GIVEN DATA

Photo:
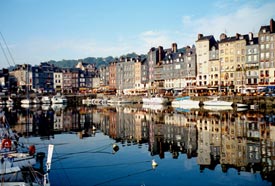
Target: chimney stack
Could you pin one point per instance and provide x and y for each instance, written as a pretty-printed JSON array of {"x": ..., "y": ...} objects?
[
  {"x": 250, "y": 36},
  {"x": 174, "y": 47},
  {"x": 223, "y": 36},
  {"x": 272, "y": 26},
  {"x": 238, "y": 35},
  {"x": 161, "y": 54},
  {"x": 200, "y": 36}
]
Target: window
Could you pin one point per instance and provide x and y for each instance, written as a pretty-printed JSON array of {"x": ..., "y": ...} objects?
[
  {"x": 262, "y": 55},
  {"x": 249, "y": 58},
  {"x": 267, "y": 55}
]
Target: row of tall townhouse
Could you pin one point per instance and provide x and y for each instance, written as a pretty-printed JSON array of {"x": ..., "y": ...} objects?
[
  {"x": 233, "y": 64},
  {"x": 48, "y": 78}
]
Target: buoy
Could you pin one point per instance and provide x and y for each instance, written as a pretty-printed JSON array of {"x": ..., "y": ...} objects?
[
  {"x": 94, "y": 128},
  {"x": 31, "y": 150},
  {"x": 115, "y": 148},
  {"x": 6, "y": 143},
  {"x": 154, "y": 164}
]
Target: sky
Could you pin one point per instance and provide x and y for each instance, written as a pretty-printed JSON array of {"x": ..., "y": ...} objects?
[{"x": 35, "y": 31}]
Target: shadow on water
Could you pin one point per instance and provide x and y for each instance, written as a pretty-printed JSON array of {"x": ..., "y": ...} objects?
[{"x": 213, "y": 142}]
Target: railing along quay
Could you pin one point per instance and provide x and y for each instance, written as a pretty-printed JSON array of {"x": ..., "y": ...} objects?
[{"x": 263, "y": 102}]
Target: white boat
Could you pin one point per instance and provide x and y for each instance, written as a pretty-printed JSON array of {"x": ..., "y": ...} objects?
[
  {"x": 10, "y": 102},
  {"x": 2, "y": 102},
  {"x": 36, "y": 100},
  {"x": 26, "y": 101},
  {"x": 156, "y": 107},
  {"x": 87, "y": 101},
  {"x": 46, "y": 100},
  {"x": 118, "y": 101},
  {"x": 13, "y": 155},
  {"x": 217, "y": 108},
  {"x": 16, "y": 176},
  {"x": 155, "y": 100},
  {"x": 57, "y": 99},
  {"x": 241, "y": 105},
  {"x": 185, "y": 102},
  {"x": 216, "y": 102}
]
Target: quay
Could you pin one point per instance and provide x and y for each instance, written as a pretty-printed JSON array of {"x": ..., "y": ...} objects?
[{"x": 263, "y": 102}]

TASK STATEMENT
Reproduce all lines above exactly. Leave the images out.

SOLVED PROBLEM
Photo:
Target: chimney stack
Could you pin one point per instance and provide x and y for each instance, written as a pretty-printed JSON array of {"x": ..., "y": ...} objects?
[
  {"x": 250, "y": 36},
  {"x": 174, "y": 47},
  {"x": 223, "y": 36},
  {"x": 272, "y": 26},
  {"x": 238, "y": 35},
  {"x": 161, "y": 54},
  {"x": 200, "y": 36}
]
Target: window
Could you pin one point per instance and provide x and y for each instance, written as a pretty-printed JSON array of {"x": ..., "y": ...} objects?
[
  {"x": 262, "y": 55},
  {"x": 249, "y": 58},
  {"x": 267, "y": 55}
]
Target: row of tall townhouse
Could you pin one point per instance and provide x and y for each instance, written as a pretty-printed JSON array of {"x": ..., "y": ...} objects?
[
  {"x": 233, "y": 64},
  {"x": 48, "y": 78}
]
Target: buoy
Could you pin one point per instance and provide x and y for each instance, written as a pretty-printed JSON array of {"x": ..., "y": ...} objects?
[
  {"x": 94, "y": 128},
  {"x": 31, "y": 150},
  {"x": 115, "y": 148},
  {"x": 6, "y": 143},
  {"x": 154, "y": 164}
]
Target: sky
Could you pin one point per instance and provide x and y for each instance, written as a pretty-printed JSON array of {"x": ..., "y": ...} objects?
[{"x": 35, "y": 31}]
Target: shadow on water
Could you pin one point per instance and provide x and y for each instance, written as a pretty-printed JSON array of {"x": ..., "y": ...} objects?
[{"x": 213, "y": 142}]
Target: railing along quay
Could you pin one point per instance and provide x and y for each instance, written as a pretty-printed JSON array of {"x": ..., "y": ...} objects?
[{"x": 263, "y": 102}]
Target: white boat
Could you pin one point per instance and provide x and y for each instance, written as a pretty-printed JSON array of {"x": ..., "y": ...} objects?
[
  {"x": 10, "y": 102},
  {"x": 2, "y": 102},
  {"x": 36, "y": 100},
  {"x": 26, "y": 101},
  {"x": 156, "y": 107},
  {"x": 87, "y": 101},
  {"x": 46, "y": 100},
  {"x": 118, "y": 101},
  {"x": 13, "y": 155},
  {"x": 217, "y": 108},
  {"x": 16, "y": 176},
  {"x": 155, "y": 100},
  {"x": 57, "y": 99},
  {"x": 241, "y": 105},
  {"x": 185, "y": 102},
  {"x": 216, "y": 102}
]
Target: quay
Could you pin one point per instance and provide x and y for each instance, written as a pretty-printed JSON array of {"x": ..., "y": ...} objects?
[{"x": 263, "y": 102}]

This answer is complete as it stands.